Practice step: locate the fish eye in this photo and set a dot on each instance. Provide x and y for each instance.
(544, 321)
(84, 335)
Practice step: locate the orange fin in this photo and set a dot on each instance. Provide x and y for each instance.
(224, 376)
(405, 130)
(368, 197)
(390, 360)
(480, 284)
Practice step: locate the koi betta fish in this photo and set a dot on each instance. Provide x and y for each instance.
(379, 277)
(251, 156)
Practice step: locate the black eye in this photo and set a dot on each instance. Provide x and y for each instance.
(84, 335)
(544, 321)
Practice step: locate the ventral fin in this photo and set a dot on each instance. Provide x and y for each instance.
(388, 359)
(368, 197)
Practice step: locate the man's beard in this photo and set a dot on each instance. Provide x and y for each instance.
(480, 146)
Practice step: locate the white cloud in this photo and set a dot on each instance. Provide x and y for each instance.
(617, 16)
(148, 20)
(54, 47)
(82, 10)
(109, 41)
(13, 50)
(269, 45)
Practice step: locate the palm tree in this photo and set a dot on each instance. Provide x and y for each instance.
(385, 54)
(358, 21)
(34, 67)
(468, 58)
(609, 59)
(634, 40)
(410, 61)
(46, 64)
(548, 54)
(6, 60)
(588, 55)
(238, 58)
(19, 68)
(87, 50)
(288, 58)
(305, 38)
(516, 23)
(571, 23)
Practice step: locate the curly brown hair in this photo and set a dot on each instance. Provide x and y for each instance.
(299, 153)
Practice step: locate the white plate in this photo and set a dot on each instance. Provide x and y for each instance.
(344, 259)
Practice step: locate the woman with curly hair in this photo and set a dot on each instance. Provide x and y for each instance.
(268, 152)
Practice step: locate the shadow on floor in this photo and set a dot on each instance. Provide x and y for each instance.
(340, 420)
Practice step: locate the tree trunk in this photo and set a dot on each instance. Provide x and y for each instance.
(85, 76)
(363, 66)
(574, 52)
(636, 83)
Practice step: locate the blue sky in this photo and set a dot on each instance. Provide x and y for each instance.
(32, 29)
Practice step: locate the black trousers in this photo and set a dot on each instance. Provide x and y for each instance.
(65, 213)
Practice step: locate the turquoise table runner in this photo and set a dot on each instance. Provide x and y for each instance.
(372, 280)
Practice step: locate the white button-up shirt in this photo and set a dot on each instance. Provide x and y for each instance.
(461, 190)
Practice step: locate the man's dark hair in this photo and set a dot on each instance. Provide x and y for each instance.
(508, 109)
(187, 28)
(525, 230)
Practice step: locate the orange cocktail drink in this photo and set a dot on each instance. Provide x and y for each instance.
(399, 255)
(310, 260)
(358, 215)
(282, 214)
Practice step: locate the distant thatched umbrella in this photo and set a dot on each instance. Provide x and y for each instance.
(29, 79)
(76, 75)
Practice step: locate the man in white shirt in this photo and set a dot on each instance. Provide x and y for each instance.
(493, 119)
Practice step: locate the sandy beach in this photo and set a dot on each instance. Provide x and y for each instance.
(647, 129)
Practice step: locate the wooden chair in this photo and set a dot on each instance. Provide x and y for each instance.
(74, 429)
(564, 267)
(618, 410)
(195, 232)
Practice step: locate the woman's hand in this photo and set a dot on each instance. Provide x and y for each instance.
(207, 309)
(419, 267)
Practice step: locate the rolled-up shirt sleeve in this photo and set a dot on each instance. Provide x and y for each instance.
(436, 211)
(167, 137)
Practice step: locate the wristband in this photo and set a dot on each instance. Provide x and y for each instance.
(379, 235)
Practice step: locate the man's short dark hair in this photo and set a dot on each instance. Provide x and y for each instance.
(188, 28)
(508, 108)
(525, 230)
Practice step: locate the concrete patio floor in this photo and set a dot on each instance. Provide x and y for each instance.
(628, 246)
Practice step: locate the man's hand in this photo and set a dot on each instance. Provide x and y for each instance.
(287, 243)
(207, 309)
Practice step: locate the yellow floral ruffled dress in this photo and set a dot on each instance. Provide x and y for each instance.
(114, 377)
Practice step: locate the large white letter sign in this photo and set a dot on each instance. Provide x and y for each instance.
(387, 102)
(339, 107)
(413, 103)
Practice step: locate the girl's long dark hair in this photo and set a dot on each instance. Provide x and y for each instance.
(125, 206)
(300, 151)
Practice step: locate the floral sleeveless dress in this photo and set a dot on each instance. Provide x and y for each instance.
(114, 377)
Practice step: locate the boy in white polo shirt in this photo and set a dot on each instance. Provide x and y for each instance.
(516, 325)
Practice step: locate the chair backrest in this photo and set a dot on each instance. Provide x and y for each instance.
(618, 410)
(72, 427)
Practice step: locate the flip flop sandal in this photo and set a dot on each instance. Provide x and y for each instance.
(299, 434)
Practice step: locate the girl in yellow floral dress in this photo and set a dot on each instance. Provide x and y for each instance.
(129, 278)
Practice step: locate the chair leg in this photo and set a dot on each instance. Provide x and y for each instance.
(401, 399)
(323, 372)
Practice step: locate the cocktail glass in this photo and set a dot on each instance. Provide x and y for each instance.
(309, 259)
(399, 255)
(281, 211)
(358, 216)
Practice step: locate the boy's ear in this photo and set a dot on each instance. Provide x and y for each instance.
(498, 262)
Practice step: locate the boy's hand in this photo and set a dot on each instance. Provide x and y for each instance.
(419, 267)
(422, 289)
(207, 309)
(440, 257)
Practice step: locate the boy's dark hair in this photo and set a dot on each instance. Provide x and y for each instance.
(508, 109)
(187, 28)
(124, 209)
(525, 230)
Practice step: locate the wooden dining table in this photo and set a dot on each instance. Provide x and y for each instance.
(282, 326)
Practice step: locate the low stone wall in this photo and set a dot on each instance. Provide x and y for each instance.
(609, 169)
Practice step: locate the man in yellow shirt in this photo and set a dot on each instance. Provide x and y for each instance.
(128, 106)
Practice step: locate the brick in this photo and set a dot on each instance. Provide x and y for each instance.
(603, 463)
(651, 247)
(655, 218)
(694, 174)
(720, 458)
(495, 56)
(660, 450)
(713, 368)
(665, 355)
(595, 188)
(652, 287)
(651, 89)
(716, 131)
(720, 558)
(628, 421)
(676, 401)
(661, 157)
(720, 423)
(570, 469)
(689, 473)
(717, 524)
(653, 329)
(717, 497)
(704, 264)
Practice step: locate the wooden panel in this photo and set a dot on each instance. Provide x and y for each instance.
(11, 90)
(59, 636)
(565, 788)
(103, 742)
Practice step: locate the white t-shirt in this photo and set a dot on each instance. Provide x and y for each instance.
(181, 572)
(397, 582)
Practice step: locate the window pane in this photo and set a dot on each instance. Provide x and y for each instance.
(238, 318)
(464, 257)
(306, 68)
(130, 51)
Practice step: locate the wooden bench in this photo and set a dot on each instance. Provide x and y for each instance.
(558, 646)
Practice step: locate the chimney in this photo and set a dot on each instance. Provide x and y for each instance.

━━━━━━━━━━━━━━━━━━━━━━━━━━━━━━

Work required >> Copy out every item above word for word, in the same order.

Exercise output >>
Practice step: locate the fish eye in this photo and set a dot on each instance. Provide x and y for each instance.
(544, 321)
(84, 335)
Practice step: locate the orange fin in this photo and set a dot on each instance. Provide x and y for each instance.
(224, 376)
(405, 130)
(368, 197)
(390, 360)
(480, 284)
Practice step: locate the koi betta fish in this photo and set a dot on each instance. Provide x and y for each instance.
(379, 277)
(251, 156)
Practice step: locate the black eye in this photo and set a dot on each instance. Provide x and y for each instance.
(84, 335)
(544, 321)
Practice step: locate the ventral fin in this photo and set a dot on each instance. Provide x and y for each instance.
(388, 359)
(368, 197)
Practice step: locate the man's beard in this photo and set a dot on each instance. Provide x and y for each instance.
(480, 146)
Practice step: locate the white cloud in this photo and set a dot on each instance. Provide x and y for each instance.
(617, 16)
(148, 20)
(54, 47)
(82, 10)
(109, 41)
(13, 50)
(269, 45)
Practice step: locate the palm tree in this photo and set a dot on each instance. Provide x and y for each instance.
(385, 54)
(358, 21)
(34, 67)
(468, 58)
(609, 59)
(634, 40)
(410, 61)
(46, 64)
(548, 54)
(6, 60)
(588, 55)
(238, 58)
(19, 68)
(87, 50)
(288, 58)
(305, 38)
(516, 23)
(571, 23)
Practice step: locate the curly brown hair in this photo and set a dot on each instance. Provide x and y for each instance.
(299, 153)
Practice step: locate the white plate in this photo and set a dot on each instance. Provide x and y for each instance.
(344, 259)
Practice step: locate the woman with curly hair in this photo and set a dot on each instance. Provide x and y for each instance.
(268, 152)
Practice step: locate the shadow on floor in this photo and set a dot on each instance. Provide x and y for each instance.
(340, 420)
Practice step: locate the tree trunk in this photo and set a dot on each instance. Provide x and y for each instance.
(85, 76)
(363, 66)
(574, 52)
(636, 83)
Practice step: locate the blue sky in this photo and set a dot on each instance. Provide x and y for each instance.
(32, 29)
Practice step: locate the black trousers in this photo and set a dot on each instance. Provide x and y for each instance.
(65, 213)
Practice step: locate the turquoise table runner in this photo and set a dot on each instance. Provide x and y for each instance.
(372, 280)
Practice step: locate the white button-up shirt in this photo and set a dot on each instance. Provide x and y for each instance.
(461, 190)
Practice step: locate the man's dark hair in this photo and set a dot on each instance. Provide x and y for each instance.
(508, 109)
(187, 28)
(525, 230)
Practice step: locate the orange cocktail drink in this photo and set a dot on each instance. Provide x and y for each instance.
(399, 255)
(310, 260)
(358, 215)
(282, 214)
Practice step: locate the distant thatched umbrella in this photo and set a dot on each instance. Provide x and y for each instance.
(29, 79)
(76, 75)
Practice step: locate the man in white shirt in this photo and set a dot on each instance. Provide x and y for each instance.
(493, 119)
Practice step: locate the sandy beach in this photo and set a dot on each instance. Provide x and y for each instance.
(647, 129)
Practice step: locate the wooden chair in this photo and set a dot on each instance. Provide x and y for each instance.
(74, 429)
(564, 267)
(618, 410)
(195, 232)
Practice step: locate the woman's hand in this photo and set a dot on each instance. Provide x and y for each instance.
(207, 309)
(419, 267)
Practice step: locate the rolled-up shirt sleeve in this photo and set a dot on each instance. Provide x and y for each instance.
(436, 211)
(167, 137)
Practice step: locate the wristband in this photo and set a dot on each instance. Provide x and y for each instance.
(379, 235)
Practice step: locate the man's short dark hair in this photo and set a dot on each instance. Provide x and y for each instance.
(188, 28)
(508, 108)
(525, 230)
Practice step: locate the concrete patio floor in this photo and set a dot on each instance. Provide x and y for each instance.
(628, 246)
Practice step: locate the man's hand in this photo and set a dot on each instance. Provide x and y for each instance.
(287, 243)
(207, 309)
Practice step: locate the yellow floral ruffled dress in this photo and set a dot on each instance. Provide x and y for each instance.
(114, 377)
Practice step: locate the large white letter sign in this photo and set a dot on each instance. Provide x and y for each instance.
(387, 102)
(339, 107)
(413, 103)
Practice step: locate the girl's long dark hair in this photo and set a dot on each instance. Provide x and y for each instance.
(125, 206)
(300, 151)
Practice step: locate the floral sleeveless dress in this photo and set a dot on each instance. Provide x and y for each instance.
(114, 377)
Practice step: locate the boy in white polo shirt in this photo and set a dot on each instance. Provide x and y for each instance.
(516, 325)
Practice step: locate the chair backrest in this photo and set a dot on each instance. Provide x and y for each instance.
(618, 410)
(72, 427)
Practice step: locate the flip flop sandal in this photo and set a dot on each instance. Provide x and y for each instance.
(299, 434)
Practice step: locate the girl in yellow floral dress in this photo and set a dot on each instance. Provide x and y for each instance.
(129, 278)
Practice step: locate the chair leg in this photo and set a dot on each instance. Provide x and y for each instance.
(401, 399)
(323, 372)
Practice step: locate the cocktail glass in this photo and set a dot on each instance. Provide x and y for each instance.
(309, 259)
(399, 255)
(281, 211)
(358, 216)
Practice step: locate the boy's ear in this photo and set a dot on each instance. Provide x and y for each instance.
(498, 262)
Practice step: locate the boy's hand in this photo and set a dot on each instance. Provide x and y for each instance.
(419, 267)
(422, 289)
(207, 309)
(440, 257)
Practice step: locate the boy's dark hair in this photo and set a dot on each instance. Provide x and y for each instance.
(508, 109)
(187, 28)
(124, 209)
(525, 230)
Practice step: locate the wooden dining table in this photo and set a dot on each instance. Provide x and y for each instance.
(282, 326)
Practice step: locate the low stone wall in this photo and set a dot on each instance. Provide x and y for each instance.
(609, 169)
Practice step: locate the man in yellow shirt in this photo and set a dot on each instance. Provide x and y for each instance.
(128, 106)
Practice step: locate the brick in this photo and set a dot on each instance. Provide x and y for each instance.
(603, 463)
(651, 247)
(655, 218)
(694, 174)
(720, 458)
(495, 56)
(660, 450)
(713, 368)
(665, 355)
(595, 188)
(652, 287)
(651, 89)
(716, 131)
(720, 558)
(628, 421)
(676, 401)
(661, 157)
(720, 423)
(570, 469)
(689, 473)
(717, 524)
(653, 329)
(717, 497)
(704, 264)
Practice step: locate the wooden panel in this photo and set a dot on each instance. Provide x and y for each instance.
(11, 90)
(59, 636)
(565, 788)
(103, 742)
Practice step: locate the white t-shirt in this photo and set a dot on each instance. Provide x and y for each instance.
(181, 572)
(397, 582)
Practice step: locate the window pane in this photo and set a dot on each instance. Provide x and y for each instance.
(238, 318)
(464, 257)
(306, 68)
(130, 51)
Practice step: locate the wooden bench in this photo and set a dot on each instance. Provide x and y for each instance.
(558, 646)
Practice step: locate the chimney in this photo and set a dot on each instance. Provide x and y for each instance.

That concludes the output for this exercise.